WORK TO BE COMPLETED: In the lines below, find the one that contains "Target: shadow on path" and write it out exactly, along with every line that follows it.

RECORDS SUPPLIED:
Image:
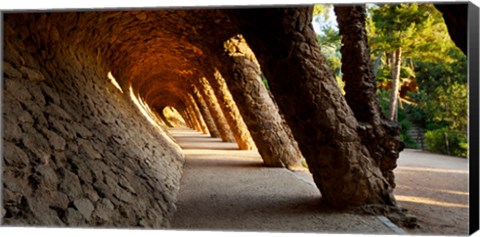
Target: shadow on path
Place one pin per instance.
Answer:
(224, 188)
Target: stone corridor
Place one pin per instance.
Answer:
(93, 102)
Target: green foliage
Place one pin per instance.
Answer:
(330, 42)
(432, 59)
(405, 124)
(446, 141)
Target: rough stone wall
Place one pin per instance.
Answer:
(76, 151)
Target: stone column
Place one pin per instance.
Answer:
(232, 115)
(207, 117)
(201, 121)
(360, 91)
(211, 101)
(321, 121)
(188, 120)
(163, 118)
(258, 109)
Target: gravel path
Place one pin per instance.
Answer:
(227, 189)
(435, 189)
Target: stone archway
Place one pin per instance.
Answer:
(71, 135)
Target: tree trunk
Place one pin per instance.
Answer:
(394, 95)
(257, 108)
(321, 121)
(207, 117)
(211, 101)
(232, 115)
(360, 89)
(377, 63)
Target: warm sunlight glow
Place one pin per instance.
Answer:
(113, 81)
(428, 201)
(146, 111)
(422, 169)
(436, 190)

ANSWER:
Target: shadow on path
Place one pin per instance.
Answer:
(224, 188)
Target: stone corridor
Place one pin per instance.
Answer:
(93, 102)
Target: green foliage
Place one pin per instance.
Answer:
(330, 42)
(432, 59)
(405, 124)
(446, 141)
Target: rough stone wall
Place one pin per instance.
Answer:
(76, 151)
Target: stone column
Place one pin per instance.
Answer:
(232, 115)
(207, 117)
(201, 121)
(360, 91)
(211, 101)
(321, 121)
(188, 120)
(163, 118)
(258, 109)
Target: gravel path
Place one pin per instance.
Answer:
(227, 189)
(435, 189)
Target: stone archway
Place one pin per instance.
Answer:
(71, 135)
Target: tree trunk
Place one pin per instance.
Answer:
(394, 95)
(257, 108)
(321, 121)
(207, 117)
(211, 101)
(232, 115)
(360, 89)
(377, 63)
Target: warm sunlight glow
Place one pin per instance.
Answer:
(113, 81)
(428, 201)
(146, 111)
(422, 169)
(436, 190)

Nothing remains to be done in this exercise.